Location labeling records
--- START ---

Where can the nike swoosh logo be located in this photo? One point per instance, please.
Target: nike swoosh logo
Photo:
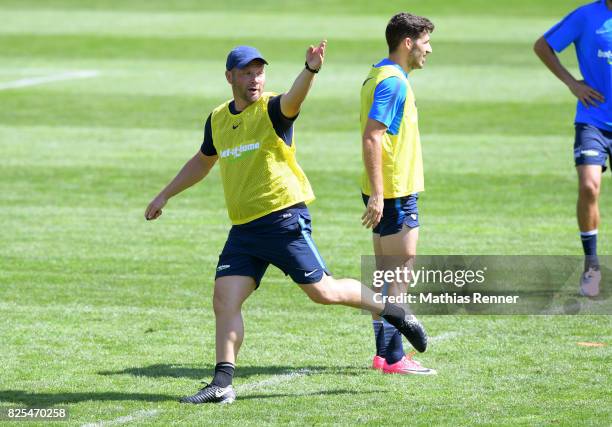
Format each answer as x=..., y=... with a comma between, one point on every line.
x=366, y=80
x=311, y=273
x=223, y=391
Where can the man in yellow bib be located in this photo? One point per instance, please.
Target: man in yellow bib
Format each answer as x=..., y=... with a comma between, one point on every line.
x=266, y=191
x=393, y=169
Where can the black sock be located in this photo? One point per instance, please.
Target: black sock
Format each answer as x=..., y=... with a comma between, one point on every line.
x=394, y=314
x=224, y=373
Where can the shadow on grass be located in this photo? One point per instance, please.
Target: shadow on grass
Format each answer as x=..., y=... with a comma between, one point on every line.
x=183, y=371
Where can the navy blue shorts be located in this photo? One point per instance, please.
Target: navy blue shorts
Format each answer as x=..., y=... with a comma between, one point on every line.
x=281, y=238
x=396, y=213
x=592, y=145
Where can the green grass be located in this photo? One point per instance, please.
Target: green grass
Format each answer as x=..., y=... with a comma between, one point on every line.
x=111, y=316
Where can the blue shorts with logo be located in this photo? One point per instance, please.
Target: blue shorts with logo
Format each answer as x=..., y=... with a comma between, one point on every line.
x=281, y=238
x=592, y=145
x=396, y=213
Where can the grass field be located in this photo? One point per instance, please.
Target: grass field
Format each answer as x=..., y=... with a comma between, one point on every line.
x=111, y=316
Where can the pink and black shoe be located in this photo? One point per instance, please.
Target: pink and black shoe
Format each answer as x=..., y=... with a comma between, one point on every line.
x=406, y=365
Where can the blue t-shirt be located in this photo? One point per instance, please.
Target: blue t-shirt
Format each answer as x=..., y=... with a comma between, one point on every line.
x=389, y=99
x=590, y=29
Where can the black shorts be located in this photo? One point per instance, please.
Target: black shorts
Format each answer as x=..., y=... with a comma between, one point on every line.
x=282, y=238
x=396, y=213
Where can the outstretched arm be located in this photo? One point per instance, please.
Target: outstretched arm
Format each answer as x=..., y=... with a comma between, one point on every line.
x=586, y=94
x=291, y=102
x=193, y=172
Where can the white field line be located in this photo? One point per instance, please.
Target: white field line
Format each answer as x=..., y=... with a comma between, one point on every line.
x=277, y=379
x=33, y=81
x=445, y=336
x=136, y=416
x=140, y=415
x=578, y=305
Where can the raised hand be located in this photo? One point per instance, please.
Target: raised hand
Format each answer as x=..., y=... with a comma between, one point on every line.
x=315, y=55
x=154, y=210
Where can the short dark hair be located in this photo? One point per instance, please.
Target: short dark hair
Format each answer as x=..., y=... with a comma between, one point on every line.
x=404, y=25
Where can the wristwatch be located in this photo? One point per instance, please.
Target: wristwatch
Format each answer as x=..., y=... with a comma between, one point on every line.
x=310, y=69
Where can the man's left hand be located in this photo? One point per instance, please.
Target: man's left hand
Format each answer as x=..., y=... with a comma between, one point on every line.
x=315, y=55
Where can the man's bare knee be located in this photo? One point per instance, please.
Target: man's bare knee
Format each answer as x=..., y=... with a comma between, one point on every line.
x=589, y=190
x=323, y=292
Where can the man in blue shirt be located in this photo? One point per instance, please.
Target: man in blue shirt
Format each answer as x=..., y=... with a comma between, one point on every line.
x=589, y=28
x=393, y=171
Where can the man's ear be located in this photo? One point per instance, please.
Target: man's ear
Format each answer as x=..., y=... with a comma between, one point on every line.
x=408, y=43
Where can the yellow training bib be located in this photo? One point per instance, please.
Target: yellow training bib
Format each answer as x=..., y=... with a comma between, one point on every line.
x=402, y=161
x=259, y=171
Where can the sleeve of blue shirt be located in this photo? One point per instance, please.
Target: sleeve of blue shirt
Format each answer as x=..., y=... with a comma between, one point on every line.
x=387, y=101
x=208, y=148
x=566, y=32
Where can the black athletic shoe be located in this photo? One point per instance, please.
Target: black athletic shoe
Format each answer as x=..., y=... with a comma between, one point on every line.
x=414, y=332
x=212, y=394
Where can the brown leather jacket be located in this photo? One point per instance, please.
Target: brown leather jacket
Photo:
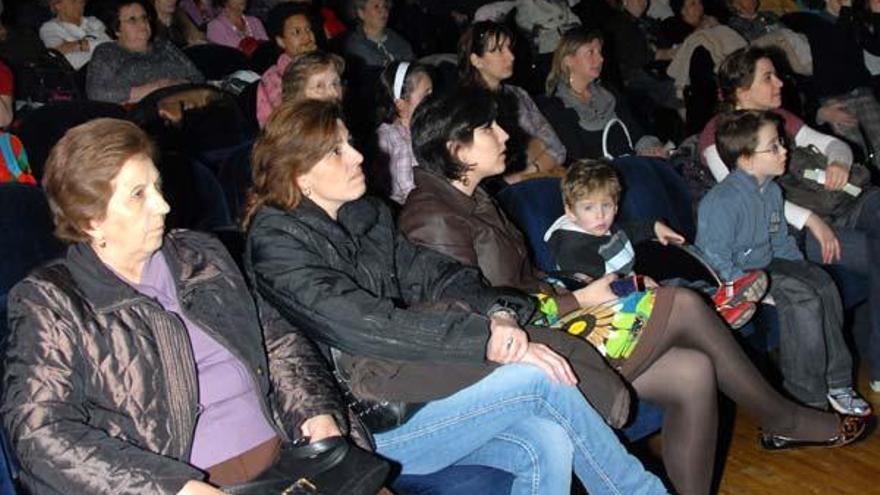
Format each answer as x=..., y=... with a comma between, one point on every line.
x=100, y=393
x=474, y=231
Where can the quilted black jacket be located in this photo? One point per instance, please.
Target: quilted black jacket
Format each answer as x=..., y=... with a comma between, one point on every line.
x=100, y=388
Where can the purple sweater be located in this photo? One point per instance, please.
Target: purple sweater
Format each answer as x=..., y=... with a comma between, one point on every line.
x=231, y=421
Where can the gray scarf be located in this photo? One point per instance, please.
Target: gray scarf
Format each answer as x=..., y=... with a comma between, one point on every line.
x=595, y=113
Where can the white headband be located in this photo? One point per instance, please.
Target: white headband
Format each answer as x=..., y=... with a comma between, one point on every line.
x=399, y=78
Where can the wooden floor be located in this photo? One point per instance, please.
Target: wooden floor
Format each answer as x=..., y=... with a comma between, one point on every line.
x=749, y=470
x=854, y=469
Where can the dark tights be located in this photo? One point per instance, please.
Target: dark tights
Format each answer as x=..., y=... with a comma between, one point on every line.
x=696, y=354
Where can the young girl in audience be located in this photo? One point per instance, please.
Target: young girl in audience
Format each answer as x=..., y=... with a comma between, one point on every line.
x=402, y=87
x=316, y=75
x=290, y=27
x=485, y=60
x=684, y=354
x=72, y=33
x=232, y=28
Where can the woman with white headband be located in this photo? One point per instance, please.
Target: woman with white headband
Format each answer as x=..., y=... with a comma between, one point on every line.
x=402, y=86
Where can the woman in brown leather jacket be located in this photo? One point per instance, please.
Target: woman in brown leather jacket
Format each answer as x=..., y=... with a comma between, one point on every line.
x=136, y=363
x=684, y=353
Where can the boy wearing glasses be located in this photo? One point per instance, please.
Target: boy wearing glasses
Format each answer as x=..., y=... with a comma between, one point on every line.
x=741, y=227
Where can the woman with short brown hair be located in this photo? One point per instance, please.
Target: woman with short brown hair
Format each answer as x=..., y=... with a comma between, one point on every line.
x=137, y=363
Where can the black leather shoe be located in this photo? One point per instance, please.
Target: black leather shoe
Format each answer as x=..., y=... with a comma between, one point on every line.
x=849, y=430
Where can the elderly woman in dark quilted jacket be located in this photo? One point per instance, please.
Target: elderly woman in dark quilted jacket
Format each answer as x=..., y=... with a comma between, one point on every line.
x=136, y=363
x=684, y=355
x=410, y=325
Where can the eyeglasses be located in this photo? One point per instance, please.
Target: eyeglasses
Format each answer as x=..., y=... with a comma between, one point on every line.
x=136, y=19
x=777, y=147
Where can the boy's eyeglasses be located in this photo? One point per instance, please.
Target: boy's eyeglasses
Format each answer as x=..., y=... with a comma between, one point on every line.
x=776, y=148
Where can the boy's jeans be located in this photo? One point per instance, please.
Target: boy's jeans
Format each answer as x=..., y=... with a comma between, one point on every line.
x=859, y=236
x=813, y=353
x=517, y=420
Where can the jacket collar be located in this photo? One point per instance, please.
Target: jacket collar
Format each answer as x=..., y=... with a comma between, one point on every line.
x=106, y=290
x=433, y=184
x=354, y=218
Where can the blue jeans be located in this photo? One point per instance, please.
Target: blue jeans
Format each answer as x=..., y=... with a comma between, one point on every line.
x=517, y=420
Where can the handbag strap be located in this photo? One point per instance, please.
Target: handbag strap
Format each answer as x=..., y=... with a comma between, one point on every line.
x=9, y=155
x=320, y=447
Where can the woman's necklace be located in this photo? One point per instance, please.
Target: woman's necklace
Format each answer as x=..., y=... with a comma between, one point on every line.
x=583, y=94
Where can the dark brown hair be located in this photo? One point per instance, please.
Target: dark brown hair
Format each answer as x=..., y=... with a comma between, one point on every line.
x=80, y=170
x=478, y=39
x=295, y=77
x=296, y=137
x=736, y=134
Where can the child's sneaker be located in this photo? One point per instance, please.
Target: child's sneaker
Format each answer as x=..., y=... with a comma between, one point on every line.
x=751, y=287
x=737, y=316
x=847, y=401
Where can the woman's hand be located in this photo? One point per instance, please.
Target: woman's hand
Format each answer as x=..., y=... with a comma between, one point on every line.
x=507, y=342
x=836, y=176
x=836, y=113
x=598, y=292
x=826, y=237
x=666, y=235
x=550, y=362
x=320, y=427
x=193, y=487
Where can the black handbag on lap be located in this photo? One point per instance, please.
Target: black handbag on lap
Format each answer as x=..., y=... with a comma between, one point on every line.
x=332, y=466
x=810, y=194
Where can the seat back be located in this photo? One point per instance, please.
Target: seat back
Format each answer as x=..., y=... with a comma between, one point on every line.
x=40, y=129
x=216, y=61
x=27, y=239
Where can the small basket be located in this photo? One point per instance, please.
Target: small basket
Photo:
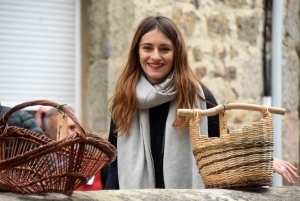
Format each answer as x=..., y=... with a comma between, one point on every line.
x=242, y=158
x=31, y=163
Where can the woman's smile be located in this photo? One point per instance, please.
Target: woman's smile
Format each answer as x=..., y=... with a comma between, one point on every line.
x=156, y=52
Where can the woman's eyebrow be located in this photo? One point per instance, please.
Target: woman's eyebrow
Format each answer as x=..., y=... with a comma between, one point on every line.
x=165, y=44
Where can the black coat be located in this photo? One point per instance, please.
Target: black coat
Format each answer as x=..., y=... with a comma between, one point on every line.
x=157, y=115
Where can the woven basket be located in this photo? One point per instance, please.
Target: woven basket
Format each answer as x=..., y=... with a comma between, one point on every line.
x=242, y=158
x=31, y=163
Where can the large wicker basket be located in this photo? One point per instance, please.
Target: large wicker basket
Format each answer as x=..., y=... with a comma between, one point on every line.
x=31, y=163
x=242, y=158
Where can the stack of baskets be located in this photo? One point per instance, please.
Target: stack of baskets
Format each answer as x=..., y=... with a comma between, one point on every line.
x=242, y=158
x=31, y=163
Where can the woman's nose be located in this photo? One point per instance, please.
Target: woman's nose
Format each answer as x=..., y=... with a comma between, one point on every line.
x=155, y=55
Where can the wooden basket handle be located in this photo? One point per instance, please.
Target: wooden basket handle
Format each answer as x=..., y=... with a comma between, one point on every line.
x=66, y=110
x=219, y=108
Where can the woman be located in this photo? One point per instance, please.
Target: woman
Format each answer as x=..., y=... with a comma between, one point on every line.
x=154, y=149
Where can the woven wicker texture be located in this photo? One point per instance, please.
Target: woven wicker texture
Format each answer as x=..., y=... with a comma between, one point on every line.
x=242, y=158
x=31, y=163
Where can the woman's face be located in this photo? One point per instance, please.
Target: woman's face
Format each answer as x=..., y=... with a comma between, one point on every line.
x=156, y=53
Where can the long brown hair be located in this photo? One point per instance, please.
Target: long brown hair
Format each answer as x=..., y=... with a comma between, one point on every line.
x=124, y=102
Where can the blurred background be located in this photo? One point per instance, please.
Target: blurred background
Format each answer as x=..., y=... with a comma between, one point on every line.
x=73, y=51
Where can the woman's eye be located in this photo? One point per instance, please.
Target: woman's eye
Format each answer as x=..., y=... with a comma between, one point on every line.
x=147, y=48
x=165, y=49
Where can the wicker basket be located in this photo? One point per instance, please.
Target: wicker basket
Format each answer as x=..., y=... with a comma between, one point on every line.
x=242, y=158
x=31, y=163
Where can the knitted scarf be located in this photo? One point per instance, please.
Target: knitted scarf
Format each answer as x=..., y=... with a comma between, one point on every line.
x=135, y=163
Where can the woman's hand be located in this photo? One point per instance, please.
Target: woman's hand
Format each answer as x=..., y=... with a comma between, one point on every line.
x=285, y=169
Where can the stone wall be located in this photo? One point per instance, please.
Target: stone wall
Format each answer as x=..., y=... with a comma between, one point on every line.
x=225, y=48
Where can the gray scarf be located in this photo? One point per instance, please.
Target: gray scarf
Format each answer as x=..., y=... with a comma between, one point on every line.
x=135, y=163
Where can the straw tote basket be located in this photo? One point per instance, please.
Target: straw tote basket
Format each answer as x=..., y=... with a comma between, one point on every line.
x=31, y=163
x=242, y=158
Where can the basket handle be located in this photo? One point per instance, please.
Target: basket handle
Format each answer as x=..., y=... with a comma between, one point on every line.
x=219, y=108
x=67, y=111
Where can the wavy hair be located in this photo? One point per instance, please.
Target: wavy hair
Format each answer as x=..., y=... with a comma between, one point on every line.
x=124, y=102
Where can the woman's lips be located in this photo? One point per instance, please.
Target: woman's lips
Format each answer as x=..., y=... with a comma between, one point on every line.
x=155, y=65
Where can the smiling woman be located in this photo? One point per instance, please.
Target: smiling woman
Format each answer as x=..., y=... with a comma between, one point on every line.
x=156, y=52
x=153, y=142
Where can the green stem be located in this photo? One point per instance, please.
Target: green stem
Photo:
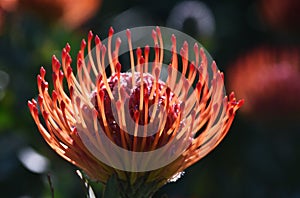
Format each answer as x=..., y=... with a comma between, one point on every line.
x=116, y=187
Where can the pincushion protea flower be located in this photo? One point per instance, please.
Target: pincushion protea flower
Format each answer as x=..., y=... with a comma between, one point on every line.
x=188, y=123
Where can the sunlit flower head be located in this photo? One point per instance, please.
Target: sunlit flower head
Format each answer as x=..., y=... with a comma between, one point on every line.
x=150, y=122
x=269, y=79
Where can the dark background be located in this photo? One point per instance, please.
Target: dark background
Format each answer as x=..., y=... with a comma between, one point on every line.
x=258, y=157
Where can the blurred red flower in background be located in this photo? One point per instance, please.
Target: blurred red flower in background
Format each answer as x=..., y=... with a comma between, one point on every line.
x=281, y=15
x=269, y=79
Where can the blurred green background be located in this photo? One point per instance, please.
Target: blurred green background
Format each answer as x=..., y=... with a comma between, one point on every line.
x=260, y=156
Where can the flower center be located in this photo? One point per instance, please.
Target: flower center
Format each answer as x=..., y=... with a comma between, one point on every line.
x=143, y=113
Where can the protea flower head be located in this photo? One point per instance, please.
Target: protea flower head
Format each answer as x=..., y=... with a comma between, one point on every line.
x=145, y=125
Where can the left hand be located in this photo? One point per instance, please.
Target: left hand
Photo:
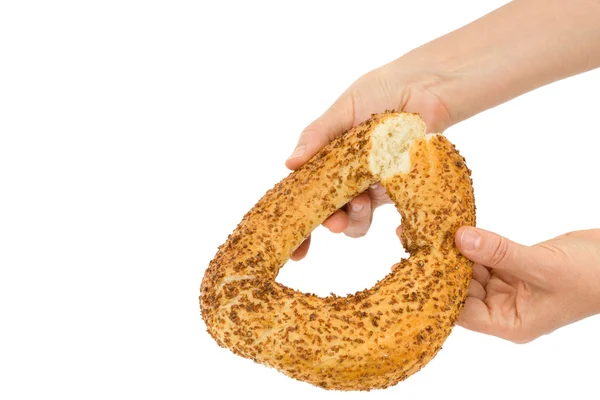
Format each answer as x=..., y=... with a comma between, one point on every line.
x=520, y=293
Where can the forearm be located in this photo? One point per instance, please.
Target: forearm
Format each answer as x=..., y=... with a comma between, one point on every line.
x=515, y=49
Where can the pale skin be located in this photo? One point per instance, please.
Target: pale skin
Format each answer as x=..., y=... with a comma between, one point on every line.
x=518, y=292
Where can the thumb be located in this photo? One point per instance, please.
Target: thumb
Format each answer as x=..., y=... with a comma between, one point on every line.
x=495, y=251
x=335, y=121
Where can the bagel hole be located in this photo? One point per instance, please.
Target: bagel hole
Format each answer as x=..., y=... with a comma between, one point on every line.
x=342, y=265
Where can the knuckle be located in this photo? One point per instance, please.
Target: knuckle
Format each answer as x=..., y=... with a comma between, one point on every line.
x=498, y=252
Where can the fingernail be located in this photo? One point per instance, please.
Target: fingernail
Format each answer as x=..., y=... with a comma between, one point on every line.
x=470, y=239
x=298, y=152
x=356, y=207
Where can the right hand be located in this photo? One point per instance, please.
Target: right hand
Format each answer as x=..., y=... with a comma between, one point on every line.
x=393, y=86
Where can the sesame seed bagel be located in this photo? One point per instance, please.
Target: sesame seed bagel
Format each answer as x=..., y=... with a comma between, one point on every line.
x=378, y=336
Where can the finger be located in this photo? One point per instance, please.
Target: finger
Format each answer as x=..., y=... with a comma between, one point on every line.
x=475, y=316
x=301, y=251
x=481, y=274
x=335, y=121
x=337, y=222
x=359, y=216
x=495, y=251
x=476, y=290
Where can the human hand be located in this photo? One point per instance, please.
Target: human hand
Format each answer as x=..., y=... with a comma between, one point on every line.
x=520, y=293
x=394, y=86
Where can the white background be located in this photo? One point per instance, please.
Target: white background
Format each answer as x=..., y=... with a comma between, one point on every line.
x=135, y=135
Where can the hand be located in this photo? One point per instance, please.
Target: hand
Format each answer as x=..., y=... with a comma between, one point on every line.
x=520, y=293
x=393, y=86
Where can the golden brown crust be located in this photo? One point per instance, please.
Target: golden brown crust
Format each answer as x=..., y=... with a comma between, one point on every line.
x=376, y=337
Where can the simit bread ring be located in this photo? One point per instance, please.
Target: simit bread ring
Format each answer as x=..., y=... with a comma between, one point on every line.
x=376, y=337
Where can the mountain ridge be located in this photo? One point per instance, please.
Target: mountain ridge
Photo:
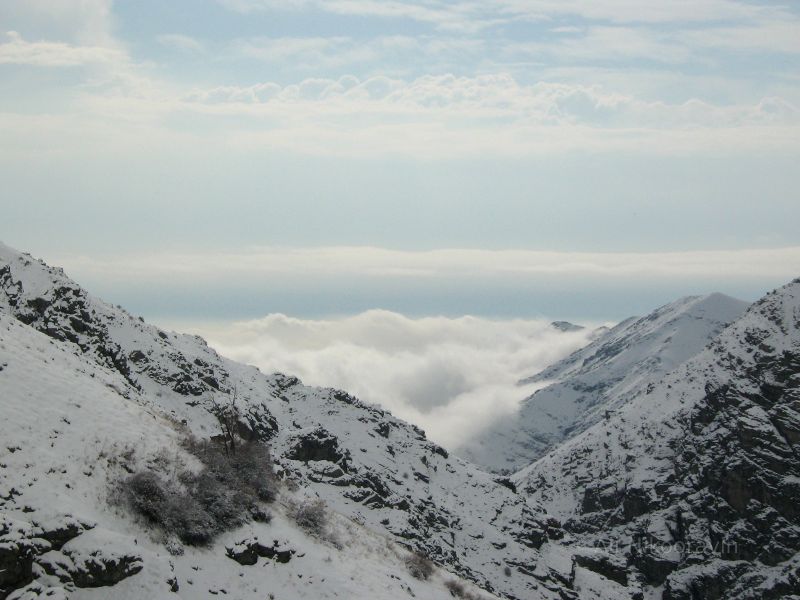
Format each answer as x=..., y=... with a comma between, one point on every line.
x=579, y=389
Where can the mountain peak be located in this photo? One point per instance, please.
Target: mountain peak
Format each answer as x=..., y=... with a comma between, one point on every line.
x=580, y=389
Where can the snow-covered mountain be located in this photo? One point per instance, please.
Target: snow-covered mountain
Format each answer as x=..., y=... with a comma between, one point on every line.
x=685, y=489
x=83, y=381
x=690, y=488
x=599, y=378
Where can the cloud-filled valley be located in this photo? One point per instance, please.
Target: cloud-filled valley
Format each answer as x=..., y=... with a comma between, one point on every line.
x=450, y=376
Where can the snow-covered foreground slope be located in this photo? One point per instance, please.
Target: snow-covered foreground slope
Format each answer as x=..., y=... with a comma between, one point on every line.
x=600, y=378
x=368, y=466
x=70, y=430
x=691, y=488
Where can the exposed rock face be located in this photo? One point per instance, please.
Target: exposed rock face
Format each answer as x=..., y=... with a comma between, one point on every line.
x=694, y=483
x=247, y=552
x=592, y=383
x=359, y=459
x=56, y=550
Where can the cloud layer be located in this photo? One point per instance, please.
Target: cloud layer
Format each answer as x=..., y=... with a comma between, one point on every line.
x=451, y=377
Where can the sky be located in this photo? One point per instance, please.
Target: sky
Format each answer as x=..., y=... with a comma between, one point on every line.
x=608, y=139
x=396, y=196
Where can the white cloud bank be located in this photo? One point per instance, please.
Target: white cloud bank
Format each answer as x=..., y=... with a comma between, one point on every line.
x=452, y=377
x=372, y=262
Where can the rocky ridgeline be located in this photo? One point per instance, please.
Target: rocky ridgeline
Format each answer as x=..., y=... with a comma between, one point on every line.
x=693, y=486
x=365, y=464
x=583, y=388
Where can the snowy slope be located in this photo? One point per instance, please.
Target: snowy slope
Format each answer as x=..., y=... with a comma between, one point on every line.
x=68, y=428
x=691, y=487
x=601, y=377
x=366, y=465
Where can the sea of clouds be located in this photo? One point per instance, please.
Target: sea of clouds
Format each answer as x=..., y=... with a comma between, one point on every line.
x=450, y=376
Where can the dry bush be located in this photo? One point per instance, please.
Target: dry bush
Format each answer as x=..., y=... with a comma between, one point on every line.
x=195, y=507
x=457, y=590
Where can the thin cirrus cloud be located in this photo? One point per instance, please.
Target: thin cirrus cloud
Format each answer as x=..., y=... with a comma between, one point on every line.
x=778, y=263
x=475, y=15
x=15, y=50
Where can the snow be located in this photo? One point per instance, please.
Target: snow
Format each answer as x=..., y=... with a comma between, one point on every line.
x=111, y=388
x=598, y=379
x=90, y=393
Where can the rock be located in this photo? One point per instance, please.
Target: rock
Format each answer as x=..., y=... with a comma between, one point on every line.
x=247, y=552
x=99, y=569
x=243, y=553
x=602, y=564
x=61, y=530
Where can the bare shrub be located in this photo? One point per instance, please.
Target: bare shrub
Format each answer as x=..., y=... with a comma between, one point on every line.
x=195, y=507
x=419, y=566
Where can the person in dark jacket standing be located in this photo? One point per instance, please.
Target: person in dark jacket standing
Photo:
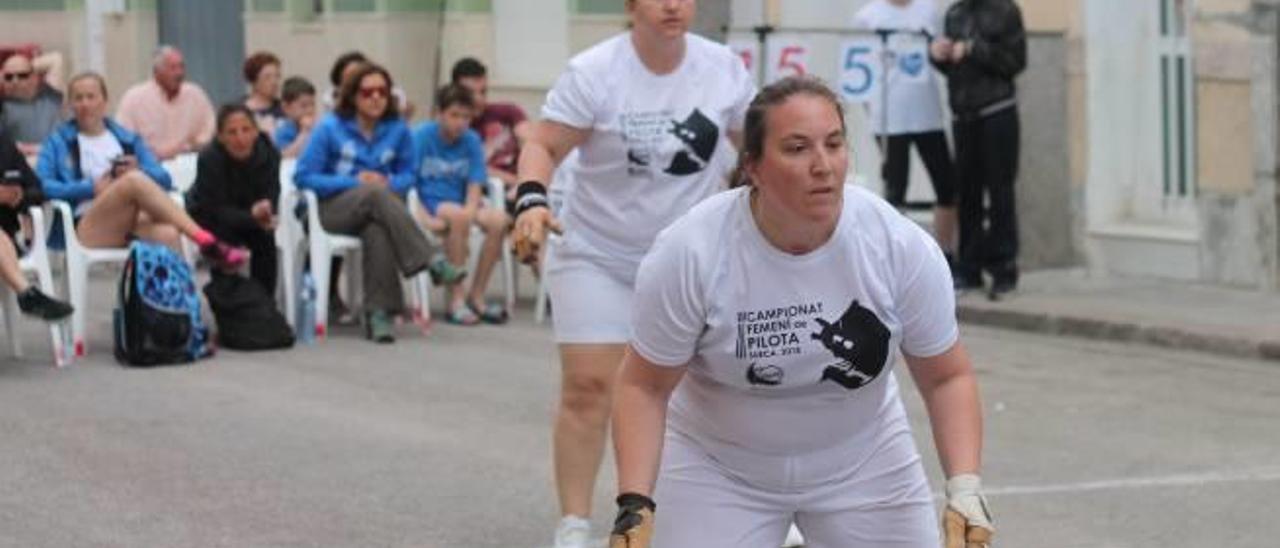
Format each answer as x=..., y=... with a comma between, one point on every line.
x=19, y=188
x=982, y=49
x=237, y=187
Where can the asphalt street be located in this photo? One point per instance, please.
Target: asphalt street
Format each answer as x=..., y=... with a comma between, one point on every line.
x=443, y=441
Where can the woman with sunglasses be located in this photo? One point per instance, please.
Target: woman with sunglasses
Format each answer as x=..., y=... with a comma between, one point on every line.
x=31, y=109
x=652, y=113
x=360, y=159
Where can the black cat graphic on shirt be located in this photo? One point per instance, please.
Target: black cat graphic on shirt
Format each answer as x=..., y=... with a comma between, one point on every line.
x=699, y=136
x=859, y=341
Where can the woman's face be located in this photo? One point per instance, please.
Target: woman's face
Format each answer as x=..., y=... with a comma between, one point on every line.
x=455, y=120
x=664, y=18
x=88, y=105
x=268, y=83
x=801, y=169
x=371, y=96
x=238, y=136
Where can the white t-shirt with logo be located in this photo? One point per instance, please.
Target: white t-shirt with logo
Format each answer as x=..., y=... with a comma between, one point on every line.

--- END ---

Instructions to follow:
Copy out the stretch of the records from the line that contains "Where can the shadow" through the line that contains "x=183, y=371", reproducing each line verbatim.

Answer in full:
Where can the shadow on grass be located in this photo? One point per instance, please.
Target: shadow on grass
Format each answer as x=..., y=... with a comma between, one point on every line.
x=183, y=371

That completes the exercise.